What you will do:
From the post on building a kernel DAG with Kosaraju's algorithm, reproduce the passage between "import java.util.*;" and "void mkAdj(ArrayList<ArrayList<Integer>> adj)", inclusive.

Excerpt provided:
Create Kernel of a Strongly Connected Components using Kosaraju's Algorithm in Java.

I have to create a Kernel DAG using the Strongly Connected Components found using Kosaraju's Algorithm. The input to the code is in the format.

5 \n 5 \n 1 0 \n 0 2 \n 2 1 \n 0 3 \n 3 4

The code will find the SCCs and print them to the screen, however, I need to find a way to construct a kernel based on these SCCs, so that the output will look like the following:

[0,1,2] [3]

[3] [4]

Due to the fact that the SCCs of [0,1,2] have an edge with SCC [3] and so on.

import java.util.*;

public class Scc {

   public static Scanner kbd = new Scanner (System.in);
   public static int Vnum; // No. of vertices
   public static int Enum;   // No. of vertices
   public static void mkAdj(ArrayList<ArrayList<Integer>> adj)
   {
       System.out.println("Enter data in the following format:\n");
       System.out.println("n -number of vertices \ne -number of edges");
       System.out.println("a1 b1 -represents an edge \na2 b2 \na3 b3 \n.\n.\n.\nae be\n");
       Vnum = kbd.nextInt(); // number of vertices.

Data segment:

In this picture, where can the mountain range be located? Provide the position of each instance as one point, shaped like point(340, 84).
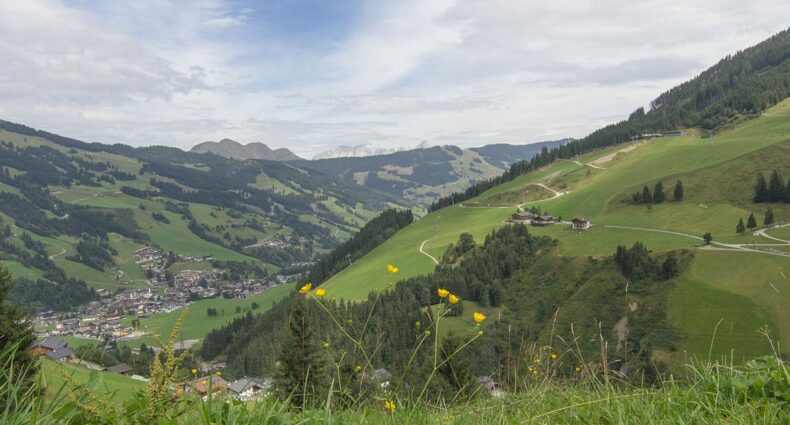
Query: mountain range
point(233, 149)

Completed exercise:
import java.util.*;

public class Scc {

   public static Scanner kbd = new Scanner (System.in);
   public static int Vnum; // No. of vertices
   public static int Enum;   // No. of vertices
   public static void mkAdj(ArrayList<ArrayList<Integer>> adj)